[Stored records]
-------------------------

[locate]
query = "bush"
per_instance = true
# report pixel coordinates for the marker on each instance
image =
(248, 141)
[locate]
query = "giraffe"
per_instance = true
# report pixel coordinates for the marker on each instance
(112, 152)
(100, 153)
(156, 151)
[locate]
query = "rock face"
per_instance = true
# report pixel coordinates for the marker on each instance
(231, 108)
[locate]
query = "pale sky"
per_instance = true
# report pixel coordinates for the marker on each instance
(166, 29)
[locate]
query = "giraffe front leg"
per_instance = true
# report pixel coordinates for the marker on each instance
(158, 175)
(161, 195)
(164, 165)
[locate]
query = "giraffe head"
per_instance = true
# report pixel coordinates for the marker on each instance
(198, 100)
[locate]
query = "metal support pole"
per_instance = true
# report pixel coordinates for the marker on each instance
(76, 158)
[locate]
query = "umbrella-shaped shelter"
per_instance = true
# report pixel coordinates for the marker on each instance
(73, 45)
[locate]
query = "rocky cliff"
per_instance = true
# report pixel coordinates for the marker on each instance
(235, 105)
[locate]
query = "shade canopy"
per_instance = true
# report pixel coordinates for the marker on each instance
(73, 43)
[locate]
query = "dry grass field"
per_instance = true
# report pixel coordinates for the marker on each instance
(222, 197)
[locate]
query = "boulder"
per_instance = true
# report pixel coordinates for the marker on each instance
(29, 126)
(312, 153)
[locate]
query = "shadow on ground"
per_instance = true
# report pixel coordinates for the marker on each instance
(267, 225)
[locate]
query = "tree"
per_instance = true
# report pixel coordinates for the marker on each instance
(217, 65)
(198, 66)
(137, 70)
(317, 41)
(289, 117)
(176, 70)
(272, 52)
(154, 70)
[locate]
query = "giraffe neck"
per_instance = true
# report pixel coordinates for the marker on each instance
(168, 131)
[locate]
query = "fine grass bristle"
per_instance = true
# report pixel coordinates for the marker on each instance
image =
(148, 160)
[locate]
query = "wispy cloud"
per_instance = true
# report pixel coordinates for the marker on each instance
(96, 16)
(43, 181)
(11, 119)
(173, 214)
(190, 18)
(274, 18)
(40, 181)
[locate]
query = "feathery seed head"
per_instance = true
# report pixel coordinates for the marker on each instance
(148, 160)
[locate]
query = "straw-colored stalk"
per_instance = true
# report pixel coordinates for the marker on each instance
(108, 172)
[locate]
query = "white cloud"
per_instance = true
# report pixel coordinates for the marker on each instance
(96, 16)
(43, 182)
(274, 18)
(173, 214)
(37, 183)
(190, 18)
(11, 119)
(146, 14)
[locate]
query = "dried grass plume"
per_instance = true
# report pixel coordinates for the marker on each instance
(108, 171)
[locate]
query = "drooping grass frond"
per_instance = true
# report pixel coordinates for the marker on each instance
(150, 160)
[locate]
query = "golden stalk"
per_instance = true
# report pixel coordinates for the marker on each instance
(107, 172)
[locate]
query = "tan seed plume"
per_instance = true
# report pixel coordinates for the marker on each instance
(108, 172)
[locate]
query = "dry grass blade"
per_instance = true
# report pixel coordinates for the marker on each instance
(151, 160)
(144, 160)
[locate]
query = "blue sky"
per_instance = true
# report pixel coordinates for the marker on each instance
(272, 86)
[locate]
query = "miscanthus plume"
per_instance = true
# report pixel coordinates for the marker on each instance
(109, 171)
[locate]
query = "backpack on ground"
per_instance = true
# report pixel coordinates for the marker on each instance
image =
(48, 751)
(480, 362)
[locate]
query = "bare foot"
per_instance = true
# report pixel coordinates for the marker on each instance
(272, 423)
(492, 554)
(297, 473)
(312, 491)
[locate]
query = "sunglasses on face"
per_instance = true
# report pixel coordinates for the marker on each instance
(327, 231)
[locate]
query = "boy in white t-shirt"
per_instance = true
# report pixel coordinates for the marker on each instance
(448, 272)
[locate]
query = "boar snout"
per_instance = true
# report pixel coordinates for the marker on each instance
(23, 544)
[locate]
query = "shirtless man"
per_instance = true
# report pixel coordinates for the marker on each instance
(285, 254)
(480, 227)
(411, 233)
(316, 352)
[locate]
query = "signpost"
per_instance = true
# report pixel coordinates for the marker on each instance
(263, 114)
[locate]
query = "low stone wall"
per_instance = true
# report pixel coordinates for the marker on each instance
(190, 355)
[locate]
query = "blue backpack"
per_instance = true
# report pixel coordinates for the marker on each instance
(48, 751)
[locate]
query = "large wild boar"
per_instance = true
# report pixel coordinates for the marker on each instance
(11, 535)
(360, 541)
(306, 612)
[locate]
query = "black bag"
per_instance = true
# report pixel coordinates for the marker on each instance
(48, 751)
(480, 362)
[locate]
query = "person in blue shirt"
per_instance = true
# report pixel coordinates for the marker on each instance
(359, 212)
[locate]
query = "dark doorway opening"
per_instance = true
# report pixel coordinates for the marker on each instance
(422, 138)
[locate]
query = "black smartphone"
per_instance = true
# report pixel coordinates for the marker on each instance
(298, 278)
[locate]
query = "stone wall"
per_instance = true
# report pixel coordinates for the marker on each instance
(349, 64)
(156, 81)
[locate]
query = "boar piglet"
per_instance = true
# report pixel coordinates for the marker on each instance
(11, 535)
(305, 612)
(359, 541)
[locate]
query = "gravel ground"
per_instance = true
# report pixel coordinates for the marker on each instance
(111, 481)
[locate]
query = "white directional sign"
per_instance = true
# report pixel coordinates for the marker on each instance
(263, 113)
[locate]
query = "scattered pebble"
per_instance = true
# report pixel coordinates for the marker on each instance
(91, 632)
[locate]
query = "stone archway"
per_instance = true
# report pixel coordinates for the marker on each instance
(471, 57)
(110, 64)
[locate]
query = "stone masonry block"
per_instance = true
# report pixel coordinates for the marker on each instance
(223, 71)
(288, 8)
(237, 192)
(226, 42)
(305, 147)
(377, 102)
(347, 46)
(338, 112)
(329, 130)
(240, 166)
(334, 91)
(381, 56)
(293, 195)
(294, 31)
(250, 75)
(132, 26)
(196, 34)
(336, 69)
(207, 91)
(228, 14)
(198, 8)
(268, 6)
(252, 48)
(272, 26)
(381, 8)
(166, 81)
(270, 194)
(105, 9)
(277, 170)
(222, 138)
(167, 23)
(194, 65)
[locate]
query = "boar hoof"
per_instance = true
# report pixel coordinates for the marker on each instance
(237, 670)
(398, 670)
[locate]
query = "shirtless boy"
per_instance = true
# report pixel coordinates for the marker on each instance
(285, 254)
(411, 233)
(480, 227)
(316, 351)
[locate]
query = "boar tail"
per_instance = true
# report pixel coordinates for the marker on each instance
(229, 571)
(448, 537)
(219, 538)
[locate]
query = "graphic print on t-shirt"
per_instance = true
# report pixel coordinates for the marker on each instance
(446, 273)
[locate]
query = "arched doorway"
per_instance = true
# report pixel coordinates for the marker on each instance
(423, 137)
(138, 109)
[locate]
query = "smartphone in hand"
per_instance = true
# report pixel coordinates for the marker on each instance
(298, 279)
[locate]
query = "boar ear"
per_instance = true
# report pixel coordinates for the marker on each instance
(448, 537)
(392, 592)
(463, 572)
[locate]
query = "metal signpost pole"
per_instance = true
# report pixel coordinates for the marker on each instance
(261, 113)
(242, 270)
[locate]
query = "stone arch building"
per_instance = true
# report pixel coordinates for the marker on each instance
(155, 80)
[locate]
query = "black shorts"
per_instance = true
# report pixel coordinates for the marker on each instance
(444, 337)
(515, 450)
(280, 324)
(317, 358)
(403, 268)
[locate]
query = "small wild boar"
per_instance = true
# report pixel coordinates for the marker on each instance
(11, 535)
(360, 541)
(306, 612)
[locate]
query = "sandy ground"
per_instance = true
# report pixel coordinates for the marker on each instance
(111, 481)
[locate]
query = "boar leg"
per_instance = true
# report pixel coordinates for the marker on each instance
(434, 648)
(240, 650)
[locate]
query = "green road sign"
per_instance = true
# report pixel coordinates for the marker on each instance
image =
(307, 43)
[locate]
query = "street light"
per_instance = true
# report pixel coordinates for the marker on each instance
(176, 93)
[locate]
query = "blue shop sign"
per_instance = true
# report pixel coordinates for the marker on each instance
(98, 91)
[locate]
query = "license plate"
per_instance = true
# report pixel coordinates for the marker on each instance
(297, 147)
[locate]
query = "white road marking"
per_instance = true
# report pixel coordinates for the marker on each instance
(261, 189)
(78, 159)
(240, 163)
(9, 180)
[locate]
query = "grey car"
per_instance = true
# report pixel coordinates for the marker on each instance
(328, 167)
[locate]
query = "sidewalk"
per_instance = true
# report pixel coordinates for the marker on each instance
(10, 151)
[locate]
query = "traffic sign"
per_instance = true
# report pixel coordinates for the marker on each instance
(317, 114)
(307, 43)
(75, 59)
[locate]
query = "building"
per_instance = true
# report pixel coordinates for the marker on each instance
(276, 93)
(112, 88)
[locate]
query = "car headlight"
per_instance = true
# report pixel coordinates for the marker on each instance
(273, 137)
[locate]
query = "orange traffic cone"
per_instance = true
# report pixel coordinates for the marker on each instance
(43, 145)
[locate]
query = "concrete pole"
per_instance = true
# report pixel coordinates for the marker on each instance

-------------------------

WRITTEN REQUEST:
Please pull out each line of the material above that contains the string "pole".

FINAL RESULT:
query = "metal support pole"
query = "metal signpost pole"
query = "concrete pole"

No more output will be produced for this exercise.